And then there was this:

ECHO and 4700 East Riverside to Provide Homes for 100 Homeless
for 5 years Plus $1.75 Million to Fund On-Site Support Services
MOU marks the largest commitment ever made by private companies to house the homeless in Austin

AUSTIN, TEXAS (Oct. 16, 2019) — The owners of the proposed 4700 East Riverside project have entered into an agreement with the Ending Community Homelessness Coalition (ECHO) to provide housing for 100 people currently experiencing homelessness for up to five years.

Additionally, the owners – namely Presidium and Nimes Real Estate – will donate $1.75 million over that time period to fund in-home healthcare and social workers to support the new residents, who will be located within the owners’ five apartment complexes along and near the East Riverside Corridor.

Presidium and Nimes have signed a Memorandum of Understanding (MOU) for the arrangement, which advocates for the homeless say represents the largest commitment ever made by private companies to house the homeless in Austin. Both ECHO and the owners will begin transitioning individuals currently experiencing homelessness upon approvals from the Austin City Council for the proposed mixed-use project called 4700 East Riverside, where the five complexes now stand.

“ECHO is grateful for this commitment to house some of Austin’s most vulnerable residents experiencing homelessness. Ending homelessness in Austin and Travis County will require partnerships with the private sector such as this one ,” said ECHO Executive Director Matt Mollica. “This arrangement provides access to a quality home for people experiencing homelessness in Austin. The commitment of supportive service dollars from Presidium and Nimes Real Estate is a crucial component to this agreement. ECHO will work closely with our community partners to ensure that the people moving into 4700 Riverside have access to the support they need to thrive in their new community.”

Michael Whellan, the attorney for 4700 East Riverside, agrees.

“This agreement ensures that 4700 East Riverside will make a significant contribution to the City’s Affordable Housing needs both immediately and long-term,” Whellan said. “Couple that with the way it improves mobility, connectivity and the environment – and you truly have one of the most beneficial proposals I think the community has ever had the opportunity to consider.”

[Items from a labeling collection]

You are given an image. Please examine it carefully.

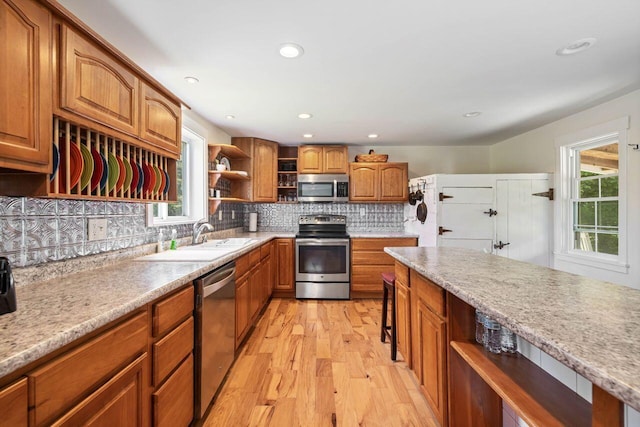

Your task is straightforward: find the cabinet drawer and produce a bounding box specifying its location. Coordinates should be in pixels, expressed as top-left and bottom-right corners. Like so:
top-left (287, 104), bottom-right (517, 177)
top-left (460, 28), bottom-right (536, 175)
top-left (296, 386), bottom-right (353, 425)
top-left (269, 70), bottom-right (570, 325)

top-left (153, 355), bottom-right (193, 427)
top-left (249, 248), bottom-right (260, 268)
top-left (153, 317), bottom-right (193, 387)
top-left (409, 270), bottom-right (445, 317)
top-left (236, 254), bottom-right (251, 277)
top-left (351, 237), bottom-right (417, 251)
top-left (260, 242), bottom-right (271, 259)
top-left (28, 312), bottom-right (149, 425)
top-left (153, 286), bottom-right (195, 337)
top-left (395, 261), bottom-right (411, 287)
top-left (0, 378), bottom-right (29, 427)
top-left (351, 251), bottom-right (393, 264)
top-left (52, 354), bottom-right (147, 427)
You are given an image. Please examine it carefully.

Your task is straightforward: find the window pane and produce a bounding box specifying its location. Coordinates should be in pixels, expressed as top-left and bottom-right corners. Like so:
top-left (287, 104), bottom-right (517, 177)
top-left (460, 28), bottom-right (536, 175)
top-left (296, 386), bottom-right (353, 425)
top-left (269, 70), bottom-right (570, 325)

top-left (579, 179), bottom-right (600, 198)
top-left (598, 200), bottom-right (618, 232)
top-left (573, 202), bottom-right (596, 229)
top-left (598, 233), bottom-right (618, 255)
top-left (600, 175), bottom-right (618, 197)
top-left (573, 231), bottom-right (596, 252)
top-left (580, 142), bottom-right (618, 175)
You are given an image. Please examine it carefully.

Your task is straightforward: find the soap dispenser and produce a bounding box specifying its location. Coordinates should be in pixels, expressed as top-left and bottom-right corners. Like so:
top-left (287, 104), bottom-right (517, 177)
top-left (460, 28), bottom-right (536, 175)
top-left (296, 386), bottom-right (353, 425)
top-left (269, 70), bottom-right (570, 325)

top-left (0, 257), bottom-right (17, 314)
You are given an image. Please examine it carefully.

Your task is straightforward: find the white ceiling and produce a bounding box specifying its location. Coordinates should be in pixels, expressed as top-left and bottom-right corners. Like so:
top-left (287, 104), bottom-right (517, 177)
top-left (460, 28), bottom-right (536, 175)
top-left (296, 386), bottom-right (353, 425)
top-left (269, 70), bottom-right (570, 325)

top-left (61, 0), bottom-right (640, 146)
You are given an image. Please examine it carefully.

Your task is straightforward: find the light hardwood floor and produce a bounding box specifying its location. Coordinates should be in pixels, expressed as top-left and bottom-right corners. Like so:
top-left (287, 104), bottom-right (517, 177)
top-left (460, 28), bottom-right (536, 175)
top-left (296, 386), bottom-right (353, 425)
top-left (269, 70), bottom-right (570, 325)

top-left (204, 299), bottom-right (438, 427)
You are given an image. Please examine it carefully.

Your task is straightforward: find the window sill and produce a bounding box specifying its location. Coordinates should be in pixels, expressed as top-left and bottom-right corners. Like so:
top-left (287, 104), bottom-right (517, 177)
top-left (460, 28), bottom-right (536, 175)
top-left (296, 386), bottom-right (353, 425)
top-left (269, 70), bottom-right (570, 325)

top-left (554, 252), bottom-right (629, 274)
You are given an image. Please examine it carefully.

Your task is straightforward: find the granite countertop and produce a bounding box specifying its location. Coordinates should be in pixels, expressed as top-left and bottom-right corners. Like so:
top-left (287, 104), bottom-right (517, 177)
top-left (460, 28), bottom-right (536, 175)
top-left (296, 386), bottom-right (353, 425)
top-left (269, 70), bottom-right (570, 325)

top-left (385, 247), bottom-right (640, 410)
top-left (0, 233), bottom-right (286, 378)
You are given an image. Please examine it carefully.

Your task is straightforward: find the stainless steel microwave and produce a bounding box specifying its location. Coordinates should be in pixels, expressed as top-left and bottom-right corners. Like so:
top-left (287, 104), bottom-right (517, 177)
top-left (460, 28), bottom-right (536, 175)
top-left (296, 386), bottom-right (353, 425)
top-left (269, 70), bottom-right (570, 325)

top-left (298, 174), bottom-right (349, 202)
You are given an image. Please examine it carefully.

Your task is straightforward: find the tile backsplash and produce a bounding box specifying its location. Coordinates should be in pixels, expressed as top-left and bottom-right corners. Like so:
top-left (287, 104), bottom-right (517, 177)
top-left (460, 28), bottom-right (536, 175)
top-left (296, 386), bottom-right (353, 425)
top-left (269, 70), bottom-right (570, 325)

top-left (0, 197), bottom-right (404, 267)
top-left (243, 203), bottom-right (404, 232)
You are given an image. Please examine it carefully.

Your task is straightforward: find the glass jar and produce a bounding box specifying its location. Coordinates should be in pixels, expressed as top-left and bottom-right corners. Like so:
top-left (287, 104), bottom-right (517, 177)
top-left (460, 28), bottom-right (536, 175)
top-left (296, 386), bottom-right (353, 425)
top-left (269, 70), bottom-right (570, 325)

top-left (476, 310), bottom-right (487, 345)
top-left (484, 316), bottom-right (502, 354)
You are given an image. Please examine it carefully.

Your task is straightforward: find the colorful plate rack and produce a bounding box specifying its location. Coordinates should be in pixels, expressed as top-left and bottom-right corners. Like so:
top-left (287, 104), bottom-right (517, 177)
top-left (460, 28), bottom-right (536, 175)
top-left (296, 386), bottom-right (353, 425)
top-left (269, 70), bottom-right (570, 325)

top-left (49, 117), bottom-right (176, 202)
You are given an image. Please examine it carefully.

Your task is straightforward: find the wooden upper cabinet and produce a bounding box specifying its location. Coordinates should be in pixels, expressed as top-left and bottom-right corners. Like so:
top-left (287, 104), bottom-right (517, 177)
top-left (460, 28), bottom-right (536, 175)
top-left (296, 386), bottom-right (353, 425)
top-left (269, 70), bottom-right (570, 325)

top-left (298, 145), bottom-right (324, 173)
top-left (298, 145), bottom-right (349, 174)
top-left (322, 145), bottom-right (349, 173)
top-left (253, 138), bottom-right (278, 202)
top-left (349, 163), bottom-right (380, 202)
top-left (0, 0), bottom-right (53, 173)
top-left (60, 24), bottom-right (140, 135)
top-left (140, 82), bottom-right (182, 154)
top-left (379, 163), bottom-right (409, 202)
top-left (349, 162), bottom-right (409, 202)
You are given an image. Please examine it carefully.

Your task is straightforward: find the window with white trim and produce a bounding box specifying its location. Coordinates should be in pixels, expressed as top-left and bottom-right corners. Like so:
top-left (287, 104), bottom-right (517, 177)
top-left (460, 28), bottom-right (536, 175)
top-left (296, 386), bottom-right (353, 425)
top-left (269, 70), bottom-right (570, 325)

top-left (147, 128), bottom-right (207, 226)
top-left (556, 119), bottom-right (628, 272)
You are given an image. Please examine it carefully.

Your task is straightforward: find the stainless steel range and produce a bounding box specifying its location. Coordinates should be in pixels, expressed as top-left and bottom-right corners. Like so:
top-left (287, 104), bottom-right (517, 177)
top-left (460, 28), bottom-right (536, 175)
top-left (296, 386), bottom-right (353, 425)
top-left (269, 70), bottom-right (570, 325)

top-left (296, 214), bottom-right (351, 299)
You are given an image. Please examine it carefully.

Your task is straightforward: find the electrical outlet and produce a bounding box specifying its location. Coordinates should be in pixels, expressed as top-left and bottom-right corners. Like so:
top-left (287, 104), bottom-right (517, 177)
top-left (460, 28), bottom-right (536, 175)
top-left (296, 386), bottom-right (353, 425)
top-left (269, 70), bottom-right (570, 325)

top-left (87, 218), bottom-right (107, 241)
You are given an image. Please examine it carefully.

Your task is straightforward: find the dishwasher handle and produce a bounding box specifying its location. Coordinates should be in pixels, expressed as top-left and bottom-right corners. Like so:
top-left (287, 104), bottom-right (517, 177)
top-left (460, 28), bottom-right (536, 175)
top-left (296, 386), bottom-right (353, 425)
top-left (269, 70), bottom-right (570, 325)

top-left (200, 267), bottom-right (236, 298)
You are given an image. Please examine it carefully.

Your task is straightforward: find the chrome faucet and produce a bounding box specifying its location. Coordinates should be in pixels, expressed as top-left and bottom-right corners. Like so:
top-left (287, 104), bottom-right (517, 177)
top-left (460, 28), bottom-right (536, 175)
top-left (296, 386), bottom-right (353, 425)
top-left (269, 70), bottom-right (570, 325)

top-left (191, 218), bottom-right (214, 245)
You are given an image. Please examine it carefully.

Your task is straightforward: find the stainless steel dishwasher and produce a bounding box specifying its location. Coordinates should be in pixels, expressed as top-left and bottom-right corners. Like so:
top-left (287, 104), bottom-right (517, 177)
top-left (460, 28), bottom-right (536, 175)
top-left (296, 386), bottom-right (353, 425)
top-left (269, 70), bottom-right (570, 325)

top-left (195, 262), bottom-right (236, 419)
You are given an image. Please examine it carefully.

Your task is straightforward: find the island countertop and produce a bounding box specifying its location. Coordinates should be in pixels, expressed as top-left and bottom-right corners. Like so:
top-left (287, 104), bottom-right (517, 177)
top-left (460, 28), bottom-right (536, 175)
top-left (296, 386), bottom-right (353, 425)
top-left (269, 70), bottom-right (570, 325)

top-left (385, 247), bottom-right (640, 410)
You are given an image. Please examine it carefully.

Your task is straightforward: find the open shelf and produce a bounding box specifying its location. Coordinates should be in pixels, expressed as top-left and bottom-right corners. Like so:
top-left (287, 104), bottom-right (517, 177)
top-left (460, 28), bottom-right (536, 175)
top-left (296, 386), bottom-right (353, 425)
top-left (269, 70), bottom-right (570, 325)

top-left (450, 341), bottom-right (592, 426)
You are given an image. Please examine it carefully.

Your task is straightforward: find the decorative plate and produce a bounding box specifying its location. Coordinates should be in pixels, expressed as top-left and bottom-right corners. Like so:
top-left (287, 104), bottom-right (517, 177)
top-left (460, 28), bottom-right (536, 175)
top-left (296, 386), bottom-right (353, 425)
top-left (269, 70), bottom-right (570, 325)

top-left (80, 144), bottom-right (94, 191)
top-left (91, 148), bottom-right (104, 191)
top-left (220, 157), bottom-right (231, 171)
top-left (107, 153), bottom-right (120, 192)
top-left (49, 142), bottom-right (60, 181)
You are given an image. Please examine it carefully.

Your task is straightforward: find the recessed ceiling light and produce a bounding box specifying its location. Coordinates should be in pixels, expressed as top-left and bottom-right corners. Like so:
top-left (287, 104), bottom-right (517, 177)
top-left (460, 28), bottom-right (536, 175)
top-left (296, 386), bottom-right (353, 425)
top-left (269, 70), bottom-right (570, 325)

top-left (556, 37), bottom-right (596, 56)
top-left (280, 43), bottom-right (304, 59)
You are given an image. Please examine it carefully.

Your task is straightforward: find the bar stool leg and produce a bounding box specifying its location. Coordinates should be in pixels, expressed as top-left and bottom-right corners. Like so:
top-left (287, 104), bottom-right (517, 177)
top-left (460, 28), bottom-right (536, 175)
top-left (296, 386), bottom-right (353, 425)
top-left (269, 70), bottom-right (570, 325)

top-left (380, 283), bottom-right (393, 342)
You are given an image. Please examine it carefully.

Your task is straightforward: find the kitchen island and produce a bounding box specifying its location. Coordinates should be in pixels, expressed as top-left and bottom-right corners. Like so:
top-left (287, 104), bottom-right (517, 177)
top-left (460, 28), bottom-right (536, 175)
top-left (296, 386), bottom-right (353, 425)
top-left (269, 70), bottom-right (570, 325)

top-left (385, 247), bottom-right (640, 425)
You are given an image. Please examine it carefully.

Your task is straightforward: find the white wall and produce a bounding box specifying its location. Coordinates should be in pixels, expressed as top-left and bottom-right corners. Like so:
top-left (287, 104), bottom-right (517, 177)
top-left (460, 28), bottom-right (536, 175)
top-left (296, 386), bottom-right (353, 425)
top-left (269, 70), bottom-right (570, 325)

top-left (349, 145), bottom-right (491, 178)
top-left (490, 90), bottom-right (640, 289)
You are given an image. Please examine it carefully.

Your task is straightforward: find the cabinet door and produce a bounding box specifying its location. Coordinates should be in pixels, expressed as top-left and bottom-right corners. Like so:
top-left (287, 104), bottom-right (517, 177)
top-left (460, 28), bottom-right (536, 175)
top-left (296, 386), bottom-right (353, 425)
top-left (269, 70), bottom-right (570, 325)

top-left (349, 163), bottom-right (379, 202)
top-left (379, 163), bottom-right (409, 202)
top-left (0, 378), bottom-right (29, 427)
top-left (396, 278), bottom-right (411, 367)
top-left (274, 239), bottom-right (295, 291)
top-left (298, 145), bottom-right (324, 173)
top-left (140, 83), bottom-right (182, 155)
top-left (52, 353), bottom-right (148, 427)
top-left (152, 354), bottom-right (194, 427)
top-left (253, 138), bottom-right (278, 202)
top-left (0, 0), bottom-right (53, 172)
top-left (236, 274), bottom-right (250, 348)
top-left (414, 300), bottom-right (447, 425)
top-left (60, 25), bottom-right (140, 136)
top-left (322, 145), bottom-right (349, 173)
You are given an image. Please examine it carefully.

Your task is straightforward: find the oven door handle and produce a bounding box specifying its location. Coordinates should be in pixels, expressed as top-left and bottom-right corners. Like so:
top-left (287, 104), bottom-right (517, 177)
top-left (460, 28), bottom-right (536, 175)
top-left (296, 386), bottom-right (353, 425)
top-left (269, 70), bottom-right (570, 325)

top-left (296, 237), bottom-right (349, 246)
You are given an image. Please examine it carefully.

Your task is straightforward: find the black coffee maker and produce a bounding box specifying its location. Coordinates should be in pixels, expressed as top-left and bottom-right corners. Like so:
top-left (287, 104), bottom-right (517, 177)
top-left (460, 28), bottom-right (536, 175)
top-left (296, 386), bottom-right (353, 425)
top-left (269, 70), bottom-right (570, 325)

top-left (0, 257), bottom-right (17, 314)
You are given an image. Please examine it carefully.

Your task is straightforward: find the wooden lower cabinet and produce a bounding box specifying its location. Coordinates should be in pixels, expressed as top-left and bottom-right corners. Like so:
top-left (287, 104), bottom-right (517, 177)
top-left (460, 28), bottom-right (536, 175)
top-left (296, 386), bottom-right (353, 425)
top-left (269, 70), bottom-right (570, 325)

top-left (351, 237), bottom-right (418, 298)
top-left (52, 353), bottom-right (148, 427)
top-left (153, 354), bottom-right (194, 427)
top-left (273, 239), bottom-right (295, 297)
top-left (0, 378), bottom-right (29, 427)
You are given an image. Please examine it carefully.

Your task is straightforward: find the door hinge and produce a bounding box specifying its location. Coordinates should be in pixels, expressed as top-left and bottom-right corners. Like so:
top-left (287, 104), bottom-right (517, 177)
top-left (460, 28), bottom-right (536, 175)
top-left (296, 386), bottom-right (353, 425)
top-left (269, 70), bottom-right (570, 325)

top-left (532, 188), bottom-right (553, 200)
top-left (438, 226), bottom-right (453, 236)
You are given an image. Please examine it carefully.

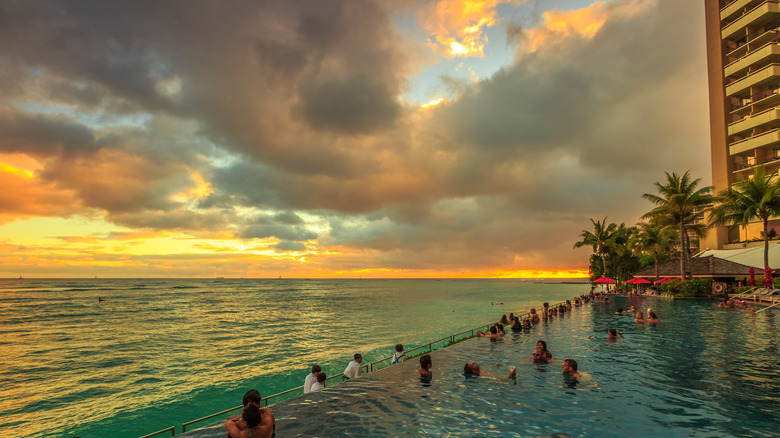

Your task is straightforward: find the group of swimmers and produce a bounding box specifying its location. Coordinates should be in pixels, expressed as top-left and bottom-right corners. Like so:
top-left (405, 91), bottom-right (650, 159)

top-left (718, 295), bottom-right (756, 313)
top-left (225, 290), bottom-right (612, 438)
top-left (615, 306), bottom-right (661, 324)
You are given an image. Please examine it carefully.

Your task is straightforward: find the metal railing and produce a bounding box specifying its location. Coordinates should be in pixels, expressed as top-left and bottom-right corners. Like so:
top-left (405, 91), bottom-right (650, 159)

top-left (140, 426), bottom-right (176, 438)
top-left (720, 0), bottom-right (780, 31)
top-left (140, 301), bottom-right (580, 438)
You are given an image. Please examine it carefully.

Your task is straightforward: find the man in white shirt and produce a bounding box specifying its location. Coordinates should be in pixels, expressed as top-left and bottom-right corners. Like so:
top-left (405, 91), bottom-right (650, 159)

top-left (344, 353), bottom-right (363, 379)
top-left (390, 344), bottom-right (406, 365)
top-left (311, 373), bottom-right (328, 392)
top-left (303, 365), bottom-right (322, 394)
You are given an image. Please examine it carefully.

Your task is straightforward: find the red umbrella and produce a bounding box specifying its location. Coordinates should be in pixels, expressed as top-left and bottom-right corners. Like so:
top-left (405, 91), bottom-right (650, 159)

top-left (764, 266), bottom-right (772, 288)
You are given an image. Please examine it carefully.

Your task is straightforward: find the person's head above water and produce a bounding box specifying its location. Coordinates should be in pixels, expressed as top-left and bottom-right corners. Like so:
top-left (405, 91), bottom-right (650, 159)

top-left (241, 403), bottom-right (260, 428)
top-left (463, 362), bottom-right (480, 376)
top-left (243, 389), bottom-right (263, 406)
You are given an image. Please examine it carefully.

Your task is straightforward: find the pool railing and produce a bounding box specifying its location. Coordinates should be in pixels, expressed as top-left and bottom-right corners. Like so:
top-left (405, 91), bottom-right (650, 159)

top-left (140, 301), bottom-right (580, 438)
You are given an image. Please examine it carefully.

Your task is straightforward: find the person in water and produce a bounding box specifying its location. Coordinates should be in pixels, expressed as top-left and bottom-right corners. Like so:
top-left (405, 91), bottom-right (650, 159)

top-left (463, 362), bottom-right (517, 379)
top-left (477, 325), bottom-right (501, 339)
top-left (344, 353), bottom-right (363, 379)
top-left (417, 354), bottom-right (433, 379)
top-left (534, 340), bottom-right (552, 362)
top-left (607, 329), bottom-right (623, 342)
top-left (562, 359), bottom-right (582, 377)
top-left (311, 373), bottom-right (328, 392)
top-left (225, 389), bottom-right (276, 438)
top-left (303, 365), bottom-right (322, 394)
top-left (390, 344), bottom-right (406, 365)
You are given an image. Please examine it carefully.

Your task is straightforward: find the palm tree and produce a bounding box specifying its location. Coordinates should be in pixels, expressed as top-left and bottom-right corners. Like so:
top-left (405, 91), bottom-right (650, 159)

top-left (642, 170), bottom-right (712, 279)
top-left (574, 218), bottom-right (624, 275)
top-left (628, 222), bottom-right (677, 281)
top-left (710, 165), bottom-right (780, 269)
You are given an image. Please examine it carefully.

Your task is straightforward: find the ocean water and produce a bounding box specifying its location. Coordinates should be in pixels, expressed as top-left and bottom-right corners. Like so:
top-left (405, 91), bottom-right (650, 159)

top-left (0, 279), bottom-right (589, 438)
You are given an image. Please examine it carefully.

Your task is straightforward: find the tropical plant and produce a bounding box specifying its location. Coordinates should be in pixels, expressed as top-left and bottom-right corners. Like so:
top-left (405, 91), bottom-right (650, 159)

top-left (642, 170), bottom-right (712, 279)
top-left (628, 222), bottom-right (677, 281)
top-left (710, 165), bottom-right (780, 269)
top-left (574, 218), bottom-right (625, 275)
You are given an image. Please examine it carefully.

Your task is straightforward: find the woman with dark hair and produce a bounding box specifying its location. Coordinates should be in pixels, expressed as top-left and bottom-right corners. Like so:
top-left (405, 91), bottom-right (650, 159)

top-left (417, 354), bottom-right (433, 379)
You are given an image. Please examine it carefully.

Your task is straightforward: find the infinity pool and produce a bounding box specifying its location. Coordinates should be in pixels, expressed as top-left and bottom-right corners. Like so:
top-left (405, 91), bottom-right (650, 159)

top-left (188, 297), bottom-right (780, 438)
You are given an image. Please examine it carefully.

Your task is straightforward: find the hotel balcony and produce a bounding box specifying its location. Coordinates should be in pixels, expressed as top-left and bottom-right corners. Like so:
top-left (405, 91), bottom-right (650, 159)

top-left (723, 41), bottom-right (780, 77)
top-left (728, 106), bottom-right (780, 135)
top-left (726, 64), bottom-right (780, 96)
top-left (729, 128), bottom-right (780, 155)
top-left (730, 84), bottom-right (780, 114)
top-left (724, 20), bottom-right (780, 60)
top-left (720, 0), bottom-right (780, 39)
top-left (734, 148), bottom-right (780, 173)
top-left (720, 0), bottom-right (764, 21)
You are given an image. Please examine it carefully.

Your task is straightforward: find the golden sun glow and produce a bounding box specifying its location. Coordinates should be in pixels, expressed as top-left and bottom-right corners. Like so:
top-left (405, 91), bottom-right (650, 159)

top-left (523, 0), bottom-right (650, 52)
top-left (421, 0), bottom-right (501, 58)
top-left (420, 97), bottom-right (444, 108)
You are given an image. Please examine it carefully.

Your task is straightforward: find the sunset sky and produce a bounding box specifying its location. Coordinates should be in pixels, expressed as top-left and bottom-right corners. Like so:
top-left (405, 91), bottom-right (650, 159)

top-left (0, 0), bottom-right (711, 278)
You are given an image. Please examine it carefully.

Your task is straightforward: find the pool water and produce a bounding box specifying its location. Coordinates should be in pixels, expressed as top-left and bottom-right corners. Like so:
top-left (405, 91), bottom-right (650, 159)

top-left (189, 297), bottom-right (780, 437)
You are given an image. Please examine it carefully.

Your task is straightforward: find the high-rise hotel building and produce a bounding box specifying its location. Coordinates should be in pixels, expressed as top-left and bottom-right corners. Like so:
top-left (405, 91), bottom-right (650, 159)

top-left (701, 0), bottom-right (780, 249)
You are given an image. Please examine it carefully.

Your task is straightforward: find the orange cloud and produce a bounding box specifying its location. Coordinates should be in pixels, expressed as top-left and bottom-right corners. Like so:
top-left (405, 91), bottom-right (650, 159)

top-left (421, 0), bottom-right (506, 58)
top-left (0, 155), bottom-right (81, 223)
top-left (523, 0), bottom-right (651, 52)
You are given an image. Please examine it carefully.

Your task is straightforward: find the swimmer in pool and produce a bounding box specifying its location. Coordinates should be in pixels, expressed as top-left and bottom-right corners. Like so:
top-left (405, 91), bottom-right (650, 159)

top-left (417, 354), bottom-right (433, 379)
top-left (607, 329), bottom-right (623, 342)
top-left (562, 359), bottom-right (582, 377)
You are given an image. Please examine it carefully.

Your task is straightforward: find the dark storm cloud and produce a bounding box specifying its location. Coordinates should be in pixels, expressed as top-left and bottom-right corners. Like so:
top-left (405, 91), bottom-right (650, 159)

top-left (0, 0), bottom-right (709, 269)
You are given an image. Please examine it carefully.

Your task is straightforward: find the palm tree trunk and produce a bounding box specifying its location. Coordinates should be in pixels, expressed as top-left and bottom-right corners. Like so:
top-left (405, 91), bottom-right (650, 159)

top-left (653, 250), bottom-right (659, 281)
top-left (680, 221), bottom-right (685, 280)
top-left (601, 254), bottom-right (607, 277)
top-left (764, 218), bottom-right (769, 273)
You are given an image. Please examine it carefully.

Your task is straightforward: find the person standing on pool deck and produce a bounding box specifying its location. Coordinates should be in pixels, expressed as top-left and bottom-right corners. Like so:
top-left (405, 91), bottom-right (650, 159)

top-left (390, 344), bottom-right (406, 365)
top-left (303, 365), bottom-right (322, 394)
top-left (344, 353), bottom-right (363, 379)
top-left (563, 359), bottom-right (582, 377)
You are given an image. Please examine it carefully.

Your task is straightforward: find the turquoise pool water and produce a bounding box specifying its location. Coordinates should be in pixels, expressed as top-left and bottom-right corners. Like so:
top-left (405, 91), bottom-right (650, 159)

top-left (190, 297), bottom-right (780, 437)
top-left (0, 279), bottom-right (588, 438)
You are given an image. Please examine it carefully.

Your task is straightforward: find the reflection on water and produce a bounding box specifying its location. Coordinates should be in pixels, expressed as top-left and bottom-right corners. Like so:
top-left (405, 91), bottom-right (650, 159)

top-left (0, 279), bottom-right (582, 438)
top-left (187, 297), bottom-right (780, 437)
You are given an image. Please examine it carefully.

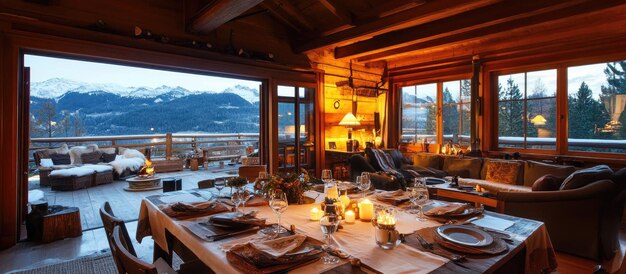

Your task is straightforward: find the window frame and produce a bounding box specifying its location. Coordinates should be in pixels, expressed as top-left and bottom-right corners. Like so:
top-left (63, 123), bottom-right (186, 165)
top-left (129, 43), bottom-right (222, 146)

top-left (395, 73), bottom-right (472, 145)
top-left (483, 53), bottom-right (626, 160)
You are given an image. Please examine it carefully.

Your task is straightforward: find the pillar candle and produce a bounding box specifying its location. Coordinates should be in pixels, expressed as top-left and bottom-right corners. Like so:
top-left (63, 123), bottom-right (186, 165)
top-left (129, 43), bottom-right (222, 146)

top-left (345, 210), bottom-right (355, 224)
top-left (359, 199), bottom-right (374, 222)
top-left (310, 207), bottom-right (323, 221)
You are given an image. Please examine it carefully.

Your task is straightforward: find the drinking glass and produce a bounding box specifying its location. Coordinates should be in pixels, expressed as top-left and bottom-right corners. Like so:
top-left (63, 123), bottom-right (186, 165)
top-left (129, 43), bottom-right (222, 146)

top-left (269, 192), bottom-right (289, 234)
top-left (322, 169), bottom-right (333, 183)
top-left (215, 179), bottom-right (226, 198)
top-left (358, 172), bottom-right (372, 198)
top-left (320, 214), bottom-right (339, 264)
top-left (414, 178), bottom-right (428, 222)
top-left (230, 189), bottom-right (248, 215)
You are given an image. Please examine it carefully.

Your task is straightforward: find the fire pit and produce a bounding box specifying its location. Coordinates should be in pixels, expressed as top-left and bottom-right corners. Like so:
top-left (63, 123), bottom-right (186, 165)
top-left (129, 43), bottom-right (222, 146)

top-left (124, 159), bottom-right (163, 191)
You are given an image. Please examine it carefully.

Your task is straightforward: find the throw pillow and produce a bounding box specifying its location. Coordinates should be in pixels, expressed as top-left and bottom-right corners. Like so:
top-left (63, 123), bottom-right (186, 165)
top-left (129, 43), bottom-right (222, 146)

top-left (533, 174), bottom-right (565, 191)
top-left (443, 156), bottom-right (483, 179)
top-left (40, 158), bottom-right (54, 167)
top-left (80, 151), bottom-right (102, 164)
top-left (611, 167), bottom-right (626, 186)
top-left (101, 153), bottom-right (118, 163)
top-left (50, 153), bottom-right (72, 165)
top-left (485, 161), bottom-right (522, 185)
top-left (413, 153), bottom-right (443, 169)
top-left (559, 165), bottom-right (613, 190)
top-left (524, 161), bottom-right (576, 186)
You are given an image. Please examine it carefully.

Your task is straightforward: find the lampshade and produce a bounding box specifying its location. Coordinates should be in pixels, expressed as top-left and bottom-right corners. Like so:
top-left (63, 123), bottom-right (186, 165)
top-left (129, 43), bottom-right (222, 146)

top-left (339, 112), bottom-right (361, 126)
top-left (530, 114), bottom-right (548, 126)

* PROBLEM TO SOLVE: Reproduce the stretch from "Presidium and Nimes have" through "complexes now stand." in the housing announcement, word for word.

* TASK ANSWER:
Presidium and Nimes have signed a Memorandum of Understanding (MOU) for the arrangement, which advocates for the homeless say represents the largest commitment ever made by private companies to house the homeless in Austin. Both ECHO and the owners will begin transitioning individuals currently experiencing homelessness upon approvals from the Austin City Council for the proposed mixed-use project called 4700 East Riverside, where the five complexes now stand.